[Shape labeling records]
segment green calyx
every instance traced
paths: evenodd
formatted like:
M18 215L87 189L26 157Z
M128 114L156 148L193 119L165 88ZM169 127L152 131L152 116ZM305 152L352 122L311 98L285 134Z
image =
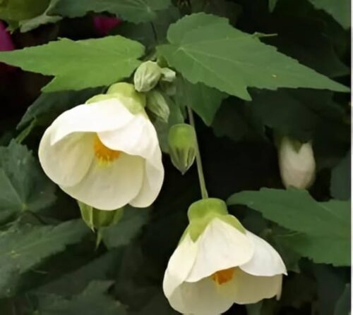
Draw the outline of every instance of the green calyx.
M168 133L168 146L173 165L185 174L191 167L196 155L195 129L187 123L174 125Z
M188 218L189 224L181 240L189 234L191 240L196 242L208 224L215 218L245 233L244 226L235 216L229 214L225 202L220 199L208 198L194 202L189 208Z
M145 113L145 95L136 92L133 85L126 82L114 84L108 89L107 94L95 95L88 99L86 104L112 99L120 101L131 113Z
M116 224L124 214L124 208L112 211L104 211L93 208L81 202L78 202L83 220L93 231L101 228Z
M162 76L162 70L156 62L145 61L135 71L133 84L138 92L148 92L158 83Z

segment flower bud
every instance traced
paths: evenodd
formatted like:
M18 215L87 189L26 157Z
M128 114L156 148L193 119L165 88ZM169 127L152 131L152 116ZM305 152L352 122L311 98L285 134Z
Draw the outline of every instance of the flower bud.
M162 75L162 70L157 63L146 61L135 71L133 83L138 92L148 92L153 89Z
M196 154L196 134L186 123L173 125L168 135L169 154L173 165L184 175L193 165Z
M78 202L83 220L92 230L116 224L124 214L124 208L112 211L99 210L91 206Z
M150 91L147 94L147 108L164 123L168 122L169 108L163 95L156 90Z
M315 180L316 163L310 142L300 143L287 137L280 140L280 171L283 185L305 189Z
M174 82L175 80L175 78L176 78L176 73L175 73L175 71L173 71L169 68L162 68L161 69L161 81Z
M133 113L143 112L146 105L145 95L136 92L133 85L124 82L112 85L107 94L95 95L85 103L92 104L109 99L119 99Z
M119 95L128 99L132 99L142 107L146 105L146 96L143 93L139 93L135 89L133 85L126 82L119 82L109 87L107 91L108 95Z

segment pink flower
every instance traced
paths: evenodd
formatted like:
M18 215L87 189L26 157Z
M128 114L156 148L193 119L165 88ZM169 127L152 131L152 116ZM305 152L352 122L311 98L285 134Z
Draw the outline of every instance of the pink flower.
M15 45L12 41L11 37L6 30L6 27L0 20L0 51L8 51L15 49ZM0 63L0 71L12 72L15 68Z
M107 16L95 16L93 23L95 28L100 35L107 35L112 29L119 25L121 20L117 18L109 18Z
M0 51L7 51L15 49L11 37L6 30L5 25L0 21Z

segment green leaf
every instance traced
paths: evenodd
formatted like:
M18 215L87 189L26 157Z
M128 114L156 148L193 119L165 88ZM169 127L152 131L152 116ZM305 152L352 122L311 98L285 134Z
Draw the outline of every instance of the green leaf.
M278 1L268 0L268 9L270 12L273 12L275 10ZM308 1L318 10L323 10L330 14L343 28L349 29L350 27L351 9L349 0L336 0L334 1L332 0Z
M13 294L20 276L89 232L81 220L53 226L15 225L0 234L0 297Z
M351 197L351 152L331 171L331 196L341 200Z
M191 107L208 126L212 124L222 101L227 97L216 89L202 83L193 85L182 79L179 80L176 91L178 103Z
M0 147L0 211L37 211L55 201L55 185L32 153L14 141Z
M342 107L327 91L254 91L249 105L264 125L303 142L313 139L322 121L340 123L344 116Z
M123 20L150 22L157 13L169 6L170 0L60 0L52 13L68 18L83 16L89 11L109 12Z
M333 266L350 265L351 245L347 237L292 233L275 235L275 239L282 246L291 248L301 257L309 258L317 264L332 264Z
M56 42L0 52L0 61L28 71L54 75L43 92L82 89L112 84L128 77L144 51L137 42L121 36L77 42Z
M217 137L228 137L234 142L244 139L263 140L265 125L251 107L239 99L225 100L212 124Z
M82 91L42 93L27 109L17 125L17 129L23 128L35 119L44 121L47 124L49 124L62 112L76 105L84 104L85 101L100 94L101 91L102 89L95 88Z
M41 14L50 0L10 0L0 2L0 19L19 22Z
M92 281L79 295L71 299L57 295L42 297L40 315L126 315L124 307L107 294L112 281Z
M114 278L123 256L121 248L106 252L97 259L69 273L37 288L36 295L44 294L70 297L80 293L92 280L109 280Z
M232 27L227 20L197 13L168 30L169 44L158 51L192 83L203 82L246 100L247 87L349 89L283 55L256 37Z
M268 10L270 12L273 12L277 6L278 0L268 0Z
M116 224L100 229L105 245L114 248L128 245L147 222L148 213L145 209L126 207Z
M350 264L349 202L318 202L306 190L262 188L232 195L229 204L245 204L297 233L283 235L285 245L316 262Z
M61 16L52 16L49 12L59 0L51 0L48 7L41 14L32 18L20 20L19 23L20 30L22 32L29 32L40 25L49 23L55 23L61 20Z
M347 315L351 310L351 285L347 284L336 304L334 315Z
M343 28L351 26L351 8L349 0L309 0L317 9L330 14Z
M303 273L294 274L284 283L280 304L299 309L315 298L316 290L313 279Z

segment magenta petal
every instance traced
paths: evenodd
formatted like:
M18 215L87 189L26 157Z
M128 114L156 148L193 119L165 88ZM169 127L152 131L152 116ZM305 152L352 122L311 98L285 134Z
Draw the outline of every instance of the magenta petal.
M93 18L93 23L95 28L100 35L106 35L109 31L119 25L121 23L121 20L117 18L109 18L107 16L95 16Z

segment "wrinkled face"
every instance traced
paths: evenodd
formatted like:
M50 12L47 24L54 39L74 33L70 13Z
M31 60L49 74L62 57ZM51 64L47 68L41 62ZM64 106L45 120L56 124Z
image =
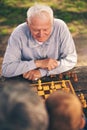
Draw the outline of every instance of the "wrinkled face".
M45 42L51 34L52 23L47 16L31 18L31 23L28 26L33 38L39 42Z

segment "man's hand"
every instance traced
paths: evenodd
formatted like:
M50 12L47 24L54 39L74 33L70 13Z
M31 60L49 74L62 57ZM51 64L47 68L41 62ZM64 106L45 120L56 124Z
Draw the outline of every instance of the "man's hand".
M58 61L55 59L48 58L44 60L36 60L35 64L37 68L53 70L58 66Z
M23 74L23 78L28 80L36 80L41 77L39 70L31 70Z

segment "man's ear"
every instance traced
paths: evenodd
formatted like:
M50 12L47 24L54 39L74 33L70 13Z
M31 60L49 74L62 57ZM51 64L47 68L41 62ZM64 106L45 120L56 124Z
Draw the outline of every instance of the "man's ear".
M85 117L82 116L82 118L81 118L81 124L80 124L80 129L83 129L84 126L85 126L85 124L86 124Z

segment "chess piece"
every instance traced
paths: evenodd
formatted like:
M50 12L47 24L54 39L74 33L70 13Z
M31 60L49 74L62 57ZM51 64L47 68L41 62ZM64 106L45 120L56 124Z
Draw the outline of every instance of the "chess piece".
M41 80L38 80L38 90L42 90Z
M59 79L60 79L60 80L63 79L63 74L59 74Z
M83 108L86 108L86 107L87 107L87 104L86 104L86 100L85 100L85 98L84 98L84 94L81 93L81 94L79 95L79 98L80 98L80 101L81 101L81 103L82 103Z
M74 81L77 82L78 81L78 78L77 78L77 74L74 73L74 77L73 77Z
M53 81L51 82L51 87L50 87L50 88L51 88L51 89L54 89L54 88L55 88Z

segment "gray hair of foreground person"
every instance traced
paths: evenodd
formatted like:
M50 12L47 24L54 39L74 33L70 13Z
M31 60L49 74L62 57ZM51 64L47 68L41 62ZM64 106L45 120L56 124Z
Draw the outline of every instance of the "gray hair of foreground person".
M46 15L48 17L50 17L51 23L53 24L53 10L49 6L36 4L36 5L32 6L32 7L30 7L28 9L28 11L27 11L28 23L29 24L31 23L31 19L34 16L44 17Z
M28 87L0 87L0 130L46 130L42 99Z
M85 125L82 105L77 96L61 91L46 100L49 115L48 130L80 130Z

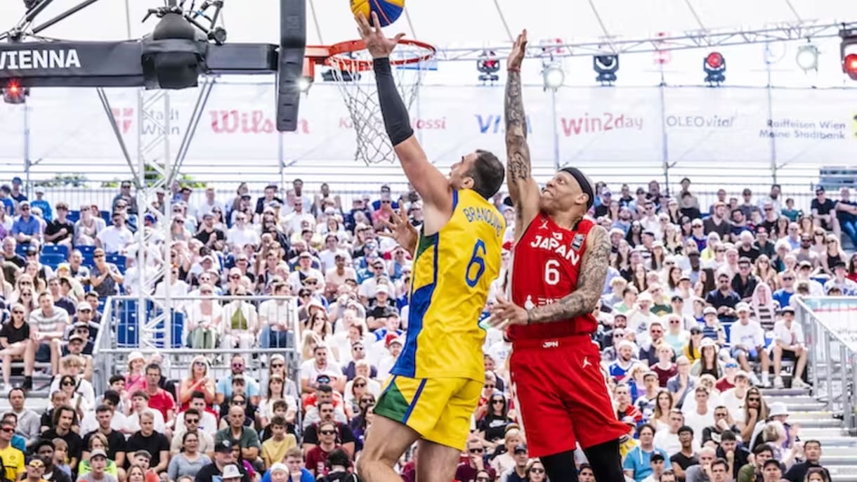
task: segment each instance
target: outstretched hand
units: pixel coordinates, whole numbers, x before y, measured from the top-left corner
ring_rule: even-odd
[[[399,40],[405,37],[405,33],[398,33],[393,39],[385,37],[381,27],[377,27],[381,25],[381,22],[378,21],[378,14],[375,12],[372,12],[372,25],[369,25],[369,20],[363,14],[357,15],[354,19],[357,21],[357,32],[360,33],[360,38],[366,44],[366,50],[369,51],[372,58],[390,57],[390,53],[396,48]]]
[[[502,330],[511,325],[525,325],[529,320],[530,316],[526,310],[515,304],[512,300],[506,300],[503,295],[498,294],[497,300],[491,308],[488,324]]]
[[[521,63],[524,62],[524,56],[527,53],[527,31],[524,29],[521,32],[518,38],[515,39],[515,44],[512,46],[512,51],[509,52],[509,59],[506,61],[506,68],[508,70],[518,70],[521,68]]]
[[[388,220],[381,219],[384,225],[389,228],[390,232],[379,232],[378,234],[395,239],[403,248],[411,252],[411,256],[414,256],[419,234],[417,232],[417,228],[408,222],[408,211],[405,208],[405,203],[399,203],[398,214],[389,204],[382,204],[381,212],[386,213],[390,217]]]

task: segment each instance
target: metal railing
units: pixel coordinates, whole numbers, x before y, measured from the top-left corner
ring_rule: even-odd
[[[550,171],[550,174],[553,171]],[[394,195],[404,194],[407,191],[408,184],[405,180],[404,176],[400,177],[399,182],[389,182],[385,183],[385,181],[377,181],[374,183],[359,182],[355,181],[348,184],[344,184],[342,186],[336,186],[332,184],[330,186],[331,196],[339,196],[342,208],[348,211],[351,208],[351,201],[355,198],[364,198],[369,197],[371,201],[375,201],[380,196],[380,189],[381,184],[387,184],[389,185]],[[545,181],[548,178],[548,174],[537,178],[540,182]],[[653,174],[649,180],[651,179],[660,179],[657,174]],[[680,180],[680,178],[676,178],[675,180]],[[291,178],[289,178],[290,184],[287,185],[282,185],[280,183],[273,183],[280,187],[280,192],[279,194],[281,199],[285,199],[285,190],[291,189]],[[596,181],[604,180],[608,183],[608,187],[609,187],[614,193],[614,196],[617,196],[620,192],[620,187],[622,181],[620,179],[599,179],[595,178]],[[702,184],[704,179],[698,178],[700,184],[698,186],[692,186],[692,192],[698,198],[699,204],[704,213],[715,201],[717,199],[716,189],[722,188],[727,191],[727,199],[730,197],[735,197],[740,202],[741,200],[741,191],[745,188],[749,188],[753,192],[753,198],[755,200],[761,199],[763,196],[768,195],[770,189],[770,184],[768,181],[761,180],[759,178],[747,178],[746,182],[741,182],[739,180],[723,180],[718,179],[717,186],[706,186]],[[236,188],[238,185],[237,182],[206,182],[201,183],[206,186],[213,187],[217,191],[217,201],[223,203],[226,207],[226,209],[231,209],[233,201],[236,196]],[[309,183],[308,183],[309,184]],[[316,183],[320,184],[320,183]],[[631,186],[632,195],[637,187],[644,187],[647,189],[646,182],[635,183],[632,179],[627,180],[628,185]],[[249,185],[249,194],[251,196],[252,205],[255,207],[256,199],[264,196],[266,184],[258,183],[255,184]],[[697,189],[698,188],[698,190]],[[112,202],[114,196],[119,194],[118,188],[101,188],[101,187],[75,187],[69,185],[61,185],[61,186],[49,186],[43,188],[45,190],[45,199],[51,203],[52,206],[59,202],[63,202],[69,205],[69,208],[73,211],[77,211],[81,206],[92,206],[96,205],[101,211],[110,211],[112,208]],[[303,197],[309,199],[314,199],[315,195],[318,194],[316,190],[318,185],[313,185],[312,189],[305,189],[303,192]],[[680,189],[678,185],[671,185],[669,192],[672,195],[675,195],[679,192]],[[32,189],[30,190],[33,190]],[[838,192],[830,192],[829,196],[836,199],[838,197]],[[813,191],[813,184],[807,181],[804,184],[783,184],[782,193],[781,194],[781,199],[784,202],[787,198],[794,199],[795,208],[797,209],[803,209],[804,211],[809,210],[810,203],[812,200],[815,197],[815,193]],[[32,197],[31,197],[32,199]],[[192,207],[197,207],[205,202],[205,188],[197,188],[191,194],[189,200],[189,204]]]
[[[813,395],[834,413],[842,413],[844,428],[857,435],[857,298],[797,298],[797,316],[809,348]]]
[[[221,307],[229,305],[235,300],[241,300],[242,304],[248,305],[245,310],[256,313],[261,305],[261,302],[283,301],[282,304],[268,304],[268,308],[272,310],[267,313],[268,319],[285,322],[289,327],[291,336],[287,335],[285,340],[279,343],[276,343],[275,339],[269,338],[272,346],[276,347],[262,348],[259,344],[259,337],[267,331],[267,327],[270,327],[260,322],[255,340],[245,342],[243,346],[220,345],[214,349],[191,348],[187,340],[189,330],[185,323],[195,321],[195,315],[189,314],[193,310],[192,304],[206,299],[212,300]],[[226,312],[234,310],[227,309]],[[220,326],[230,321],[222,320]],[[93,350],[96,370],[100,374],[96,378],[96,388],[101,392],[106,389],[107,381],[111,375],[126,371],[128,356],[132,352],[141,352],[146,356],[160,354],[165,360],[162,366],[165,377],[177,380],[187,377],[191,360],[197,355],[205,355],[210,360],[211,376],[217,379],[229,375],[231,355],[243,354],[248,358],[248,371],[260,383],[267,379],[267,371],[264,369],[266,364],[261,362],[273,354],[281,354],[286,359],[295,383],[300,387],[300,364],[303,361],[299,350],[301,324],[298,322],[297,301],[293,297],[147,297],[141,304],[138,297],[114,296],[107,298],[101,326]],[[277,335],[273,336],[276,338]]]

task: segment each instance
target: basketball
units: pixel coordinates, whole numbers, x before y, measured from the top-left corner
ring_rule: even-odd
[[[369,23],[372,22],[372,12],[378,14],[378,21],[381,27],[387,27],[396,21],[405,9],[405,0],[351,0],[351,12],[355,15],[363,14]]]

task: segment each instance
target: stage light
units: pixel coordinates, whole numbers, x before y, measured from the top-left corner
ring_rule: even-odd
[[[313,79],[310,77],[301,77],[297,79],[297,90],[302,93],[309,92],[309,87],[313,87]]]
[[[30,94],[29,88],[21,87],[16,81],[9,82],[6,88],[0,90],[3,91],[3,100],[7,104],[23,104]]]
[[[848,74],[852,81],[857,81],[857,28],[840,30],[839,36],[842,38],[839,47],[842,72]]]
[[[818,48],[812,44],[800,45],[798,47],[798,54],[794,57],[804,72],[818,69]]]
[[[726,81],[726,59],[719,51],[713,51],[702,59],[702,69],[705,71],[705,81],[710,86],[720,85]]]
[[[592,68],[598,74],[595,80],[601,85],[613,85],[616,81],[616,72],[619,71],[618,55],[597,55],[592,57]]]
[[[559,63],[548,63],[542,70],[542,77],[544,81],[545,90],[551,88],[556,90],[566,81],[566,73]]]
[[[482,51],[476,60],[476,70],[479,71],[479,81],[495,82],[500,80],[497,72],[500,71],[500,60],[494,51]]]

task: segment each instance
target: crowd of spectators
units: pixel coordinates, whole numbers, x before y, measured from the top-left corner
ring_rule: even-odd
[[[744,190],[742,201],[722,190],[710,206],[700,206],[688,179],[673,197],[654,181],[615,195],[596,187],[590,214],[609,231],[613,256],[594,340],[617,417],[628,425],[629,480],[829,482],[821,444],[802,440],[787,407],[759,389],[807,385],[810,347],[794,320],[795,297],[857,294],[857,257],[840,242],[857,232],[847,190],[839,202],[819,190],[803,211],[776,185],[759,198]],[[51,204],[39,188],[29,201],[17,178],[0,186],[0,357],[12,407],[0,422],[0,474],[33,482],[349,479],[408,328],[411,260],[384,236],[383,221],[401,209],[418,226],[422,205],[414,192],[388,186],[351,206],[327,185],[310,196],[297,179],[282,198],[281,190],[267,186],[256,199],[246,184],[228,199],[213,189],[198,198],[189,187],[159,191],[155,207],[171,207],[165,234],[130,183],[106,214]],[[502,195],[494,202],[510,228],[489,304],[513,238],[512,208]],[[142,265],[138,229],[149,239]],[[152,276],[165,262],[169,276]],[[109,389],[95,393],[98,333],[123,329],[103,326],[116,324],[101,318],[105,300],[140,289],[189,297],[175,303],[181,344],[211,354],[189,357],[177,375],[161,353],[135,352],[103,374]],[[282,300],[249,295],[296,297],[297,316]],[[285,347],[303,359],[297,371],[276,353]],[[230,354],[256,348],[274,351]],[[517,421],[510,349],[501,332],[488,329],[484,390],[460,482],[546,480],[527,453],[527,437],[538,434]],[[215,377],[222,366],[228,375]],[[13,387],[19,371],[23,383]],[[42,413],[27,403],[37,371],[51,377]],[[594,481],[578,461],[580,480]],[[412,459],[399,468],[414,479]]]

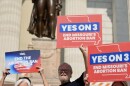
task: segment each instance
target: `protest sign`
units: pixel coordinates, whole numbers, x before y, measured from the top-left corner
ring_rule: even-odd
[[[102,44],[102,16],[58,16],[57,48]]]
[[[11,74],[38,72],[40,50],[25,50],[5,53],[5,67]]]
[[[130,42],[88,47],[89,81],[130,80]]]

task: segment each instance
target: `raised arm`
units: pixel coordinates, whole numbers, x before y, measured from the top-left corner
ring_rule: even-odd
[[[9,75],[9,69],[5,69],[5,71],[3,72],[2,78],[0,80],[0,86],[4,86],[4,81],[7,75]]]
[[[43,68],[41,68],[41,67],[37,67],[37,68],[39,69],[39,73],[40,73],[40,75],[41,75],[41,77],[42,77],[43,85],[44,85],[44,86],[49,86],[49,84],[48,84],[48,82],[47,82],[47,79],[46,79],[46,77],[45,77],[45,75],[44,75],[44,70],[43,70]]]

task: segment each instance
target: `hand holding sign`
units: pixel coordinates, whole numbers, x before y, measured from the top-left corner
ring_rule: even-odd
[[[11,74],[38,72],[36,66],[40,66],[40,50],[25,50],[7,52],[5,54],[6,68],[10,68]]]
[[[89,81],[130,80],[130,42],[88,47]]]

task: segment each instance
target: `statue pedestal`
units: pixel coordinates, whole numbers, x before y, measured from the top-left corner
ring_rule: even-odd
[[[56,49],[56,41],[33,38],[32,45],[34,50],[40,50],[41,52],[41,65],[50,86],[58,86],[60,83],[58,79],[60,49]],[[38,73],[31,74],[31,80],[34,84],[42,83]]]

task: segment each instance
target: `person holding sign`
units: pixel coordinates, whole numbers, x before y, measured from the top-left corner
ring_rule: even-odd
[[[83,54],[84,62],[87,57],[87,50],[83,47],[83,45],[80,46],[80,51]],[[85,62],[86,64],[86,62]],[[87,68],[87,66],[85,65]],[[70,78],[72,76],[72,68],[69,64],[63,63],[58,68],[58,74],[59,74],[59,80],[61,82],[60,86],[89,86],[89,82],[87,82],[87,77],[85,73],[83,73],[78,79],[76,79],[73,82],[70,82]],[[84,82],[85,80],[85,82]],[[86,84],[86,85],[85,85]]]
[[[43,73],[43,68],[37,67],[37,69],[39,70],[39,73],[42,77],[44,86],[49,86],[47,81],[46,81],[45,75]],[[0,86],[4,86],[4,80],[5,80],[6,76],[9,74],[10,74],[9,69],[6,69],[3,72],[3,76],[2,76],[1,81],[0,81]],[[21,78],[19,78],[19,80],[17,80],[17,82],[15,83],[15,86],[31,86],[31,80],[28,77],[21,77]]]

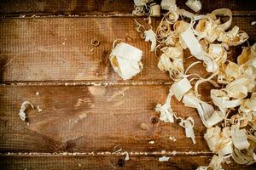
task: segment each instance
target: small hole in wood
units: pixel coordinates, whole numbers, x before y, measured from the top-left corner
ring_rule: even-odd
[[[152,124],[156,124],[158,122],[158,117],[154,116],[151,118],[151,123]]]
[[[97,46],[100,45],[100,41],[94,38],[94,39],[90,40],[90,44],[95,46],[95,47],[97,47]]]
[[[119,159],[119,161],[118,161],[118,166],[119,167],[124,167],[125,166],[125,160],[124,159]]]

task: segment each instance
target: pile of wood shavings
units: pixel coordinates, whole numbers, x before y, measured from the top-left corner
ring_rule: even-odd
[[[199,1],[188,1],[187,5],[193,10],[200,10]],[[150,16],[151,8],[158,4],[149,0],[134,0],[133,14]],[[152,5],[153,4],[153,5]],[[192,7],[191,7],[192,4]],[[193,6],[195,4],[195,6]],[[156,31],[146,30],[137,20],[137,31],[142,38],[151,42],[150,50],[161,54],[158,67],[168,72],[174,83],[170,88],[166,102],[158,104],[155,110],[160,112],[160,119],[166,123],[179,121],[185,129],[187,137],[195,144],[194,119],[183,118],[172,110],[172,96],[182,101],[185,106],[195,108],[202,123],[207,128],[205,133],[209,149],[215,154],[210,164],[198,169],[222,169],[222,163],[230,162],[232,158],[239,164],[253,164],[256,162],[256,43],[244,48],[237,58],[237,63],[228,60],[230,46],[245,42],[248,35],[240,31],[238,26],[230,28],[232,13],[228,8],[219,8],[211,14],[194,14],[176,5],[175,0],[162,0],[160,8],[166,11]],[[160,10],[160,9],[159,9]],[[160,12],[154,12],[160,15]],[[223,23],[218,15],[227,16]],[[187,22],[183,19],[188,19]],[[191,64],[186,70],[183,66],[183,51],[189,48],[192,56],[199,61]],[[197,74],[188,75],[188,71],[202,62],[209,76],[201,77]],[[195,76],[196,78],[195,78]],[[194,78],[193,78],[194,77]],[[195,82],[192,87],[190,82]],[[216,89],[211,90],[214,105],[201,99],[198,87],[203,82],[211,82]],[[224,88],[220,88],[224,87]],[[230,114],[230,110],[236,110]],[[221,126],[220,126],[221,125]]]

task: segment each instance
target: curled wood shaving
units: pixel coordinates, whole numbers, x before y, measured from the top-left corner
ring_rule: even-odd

» DIRECTION: Rewrite the listing from its first line through the line containing "M162 76L162 70L156", putting "sepal" wherever "calyx" appears and leaving everything else unchanged. Leave the pictures out of your answer.

» WRITTEN REPLY:
segment green sepal
every instance traced
paths: evenodd
formatted like:
M18 215L87 189L26 157Z
M128 114L156 148L193 119L165 88ZM169 127L152 131L152 116ZM305 152L352 122L311 98L285 134Z
image =
Draw the outline of every instance of the green sepal.
M168 133L168 146L173 165L185 174L191 167L196 155L195 129L187 123L174 125Z
M188 218L189 224L181 240L189 234L191 240L196 242L208 224L215 218L245 233L244 226L235 216L229 214L225 202L220 199L208 198L194 202L189 208Z
M145 113L145 95L136 92L133 85L126 82L114 84L108 89L107 94L95 95L88 99L86 104L112 99L120 101L131 113Z
M116 224L124 214L124 208L112 211L104 211L93 208L81 202L78 202L83 220L93 231L101 228Z
M162 76L162 70L156 62L145 61L135 71L133 84L138 92L148 92L158 83Z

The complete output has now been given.